▶ **DIRECTIONS FOR THIS TASK**:
Filter the material below down to the lines containing the word "sign".

▶ **PROVIDED ENTRIES**:
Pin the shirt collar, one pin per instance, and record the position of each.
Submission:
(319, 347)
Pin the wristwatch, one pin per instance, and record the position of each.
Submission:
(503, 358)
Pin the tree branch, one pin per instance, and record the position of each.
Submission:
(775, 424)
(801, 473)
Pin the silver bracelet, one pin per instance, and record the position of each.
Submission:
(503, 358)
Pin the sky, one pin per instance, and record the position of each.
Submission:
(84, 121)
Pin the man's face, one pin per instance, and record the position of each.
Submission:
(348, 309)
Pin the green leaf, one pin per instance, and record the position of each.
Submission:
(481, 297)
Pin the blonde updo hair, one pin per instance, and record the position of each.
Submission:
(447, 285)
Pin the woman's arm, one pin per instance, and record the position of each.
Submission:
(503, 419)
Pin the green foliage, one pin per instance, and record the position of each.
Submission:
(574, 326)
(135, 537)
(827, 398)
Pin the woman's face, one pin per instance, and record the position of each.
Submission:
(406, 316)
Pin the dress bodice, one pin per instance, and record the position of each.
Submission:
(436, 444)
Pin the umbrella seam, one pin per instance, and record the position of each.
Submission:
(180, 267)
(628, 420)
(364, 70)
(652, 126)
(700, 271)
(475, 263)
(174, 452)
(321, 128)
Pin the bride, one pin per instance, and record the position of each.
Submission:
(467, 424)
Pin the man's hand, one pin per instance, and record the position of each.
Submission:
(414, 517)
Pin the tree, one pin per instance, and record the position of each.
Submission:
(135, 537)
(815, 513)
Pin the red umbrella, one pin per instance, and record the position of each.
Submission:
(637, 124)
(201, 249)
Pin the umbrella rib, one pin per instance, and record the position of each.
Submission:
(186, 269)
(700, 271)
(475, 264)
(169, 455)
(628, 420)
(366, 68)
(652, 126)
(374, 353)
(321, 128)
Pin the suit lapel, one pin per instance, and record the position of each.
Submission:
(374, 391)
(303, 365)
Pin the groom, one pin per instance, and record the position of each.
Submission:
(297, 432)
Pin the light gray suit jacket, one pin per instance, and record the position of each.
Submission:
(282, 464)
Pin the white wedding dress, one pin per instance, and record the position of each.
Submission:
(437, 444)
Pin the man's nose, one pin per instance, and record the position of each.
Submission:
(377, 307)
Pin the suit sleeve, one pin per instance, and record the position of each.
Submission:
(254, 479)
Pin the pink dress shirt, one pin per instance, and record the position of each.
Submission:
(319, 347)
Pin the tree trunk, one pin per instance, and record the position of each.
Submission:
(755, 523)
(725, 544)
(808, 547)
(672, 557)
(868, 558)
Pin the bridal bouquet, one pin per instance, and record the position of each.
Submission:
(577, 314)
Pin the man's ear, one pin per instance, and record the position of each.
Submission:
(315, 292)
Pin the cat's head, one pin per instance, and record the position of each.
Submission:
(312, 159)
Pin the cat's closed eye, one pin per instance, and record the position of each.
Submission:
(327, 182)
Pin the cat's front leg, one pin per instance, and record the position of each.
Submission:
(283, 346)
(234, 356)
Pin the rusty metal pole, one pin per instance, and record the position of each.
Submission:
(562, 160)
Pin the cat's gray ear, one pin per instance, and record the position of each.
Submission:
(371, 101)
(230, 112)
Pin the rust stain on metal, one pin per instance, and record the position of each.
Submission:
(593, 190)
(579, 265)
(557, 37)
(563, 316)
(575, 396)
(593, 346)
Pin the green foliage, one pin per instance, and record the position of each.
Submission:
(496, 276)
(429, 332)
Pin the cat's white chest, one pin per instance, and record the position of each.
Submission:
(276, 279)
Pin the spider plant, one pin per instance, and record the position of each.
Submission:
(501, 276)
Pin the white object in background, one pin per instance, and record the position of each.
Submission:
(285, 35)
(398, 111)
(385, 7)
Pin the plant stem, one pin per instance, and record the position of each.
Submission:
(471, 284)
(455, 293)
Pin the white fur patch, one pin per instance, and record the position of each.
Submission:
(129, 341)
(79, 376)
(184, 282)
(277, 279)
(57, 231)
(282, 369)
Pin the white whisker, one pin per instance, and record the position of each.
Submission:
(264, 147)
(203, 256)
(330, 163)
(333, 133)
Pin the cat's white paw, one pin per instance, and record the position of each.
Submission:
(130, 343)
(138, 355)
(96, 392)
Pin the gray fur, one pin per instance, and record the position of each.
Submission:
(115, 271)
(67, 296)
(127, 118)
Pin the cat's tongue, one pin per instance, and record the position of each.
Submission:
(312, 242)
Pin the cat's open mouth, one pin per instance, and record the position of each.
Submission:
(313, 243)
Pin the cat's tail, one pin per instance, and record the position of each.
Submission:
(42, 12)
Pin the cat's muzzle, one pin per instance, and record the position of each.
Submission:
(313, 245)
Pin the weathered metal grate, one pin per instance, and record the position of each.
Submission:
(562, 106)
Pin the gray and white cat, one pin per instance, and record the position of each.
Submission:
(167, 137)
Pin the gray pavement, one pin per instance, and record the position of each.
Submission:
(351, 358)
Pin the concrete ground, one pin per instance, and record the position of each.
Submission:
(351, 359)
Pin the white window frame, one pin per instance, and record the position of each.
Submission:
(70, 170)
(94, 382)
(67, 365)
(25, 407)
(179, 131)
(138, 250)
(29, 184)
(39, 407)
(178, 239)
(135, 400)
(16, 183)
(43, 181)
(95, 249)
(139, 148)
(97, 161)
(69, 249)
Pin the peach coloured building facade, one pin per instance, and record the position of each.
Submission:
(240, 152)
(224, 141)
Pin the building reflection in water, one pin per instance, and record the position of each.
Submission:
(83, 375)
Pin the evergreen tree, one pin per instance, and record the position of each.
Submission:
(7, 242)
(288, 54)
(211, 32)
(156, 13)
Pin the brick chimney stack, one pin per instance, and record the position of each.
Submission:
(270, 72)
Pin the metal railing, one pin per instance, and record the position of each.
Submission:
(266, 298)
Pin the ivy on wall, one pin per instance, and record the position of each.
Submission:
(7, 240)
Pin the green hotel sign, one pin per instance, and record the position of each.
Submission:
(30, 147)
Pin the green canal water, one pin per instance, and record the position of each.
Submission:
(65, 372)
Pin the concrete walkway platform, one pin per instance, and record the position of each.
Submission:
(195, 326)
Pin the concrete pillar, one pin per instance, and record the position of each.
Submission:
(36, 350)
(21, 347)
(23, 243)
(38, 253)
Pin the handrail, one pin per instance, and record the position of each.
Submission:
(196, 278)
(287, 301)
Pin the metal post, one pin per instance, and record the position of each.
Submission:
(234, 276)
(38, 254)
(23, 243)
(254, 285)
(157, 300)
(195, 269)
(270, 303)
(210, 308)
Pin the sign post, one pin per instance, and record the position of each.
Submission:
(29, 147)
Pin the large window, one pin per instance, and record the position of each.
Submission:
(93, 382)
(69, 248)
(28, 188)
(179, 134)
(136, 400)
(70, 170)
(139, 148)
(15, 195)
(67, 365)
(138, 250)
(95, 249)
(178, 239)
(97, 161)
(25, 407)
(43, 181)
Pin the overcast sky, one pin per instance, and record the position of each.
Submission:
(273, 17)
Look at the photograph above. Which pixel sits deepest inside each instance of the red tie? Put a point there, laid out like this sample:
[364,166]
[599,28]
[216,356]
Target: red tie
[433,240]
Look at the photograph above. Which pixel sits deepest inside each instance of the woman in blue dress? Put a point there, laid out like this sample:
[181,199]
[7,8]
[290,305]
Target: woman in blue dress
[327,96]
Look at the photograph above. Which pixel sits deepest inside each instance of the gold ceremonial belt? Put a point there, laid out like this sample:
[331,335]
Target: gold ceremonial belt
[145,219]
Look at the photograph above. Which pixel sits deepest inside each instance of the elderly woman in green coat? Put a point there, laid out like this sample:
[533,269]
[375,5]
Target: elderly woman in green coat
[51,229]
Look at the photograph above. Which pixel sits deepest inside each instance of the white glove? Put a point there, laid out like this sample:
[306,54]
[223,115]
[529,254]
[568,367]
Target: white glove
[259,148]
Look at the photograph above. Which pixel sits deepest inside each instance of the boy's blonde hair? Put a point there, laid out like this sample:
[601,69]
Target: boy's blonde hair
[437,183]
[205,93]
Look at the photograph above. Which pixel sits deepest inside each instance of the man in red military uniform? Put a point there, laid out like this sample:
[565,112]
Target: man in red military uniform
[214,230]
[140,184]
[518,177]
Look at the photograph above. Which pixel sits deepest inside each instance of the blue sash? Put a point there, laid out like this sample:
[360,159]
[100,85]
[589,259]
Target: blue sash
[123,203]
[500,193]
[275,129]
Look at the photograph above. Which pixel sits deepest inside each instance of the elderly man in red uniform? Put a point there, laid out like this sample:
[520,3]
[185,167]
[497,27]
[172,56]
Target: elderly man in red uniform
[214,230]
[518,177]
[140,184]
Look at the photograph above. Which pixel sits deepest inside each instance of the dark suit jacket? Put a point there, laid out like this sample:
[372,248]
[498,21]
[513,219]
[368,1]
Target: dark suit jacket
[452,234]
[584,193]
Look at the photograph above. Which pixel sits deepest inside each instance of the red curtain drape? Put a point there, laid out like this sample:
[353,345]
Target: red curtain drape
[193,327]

▶ **TASK RESULT**:
Pin the green hotel sign, one pin per instance, and record the position of each.
Pin the sign post, one pin per instance, and record the position of each.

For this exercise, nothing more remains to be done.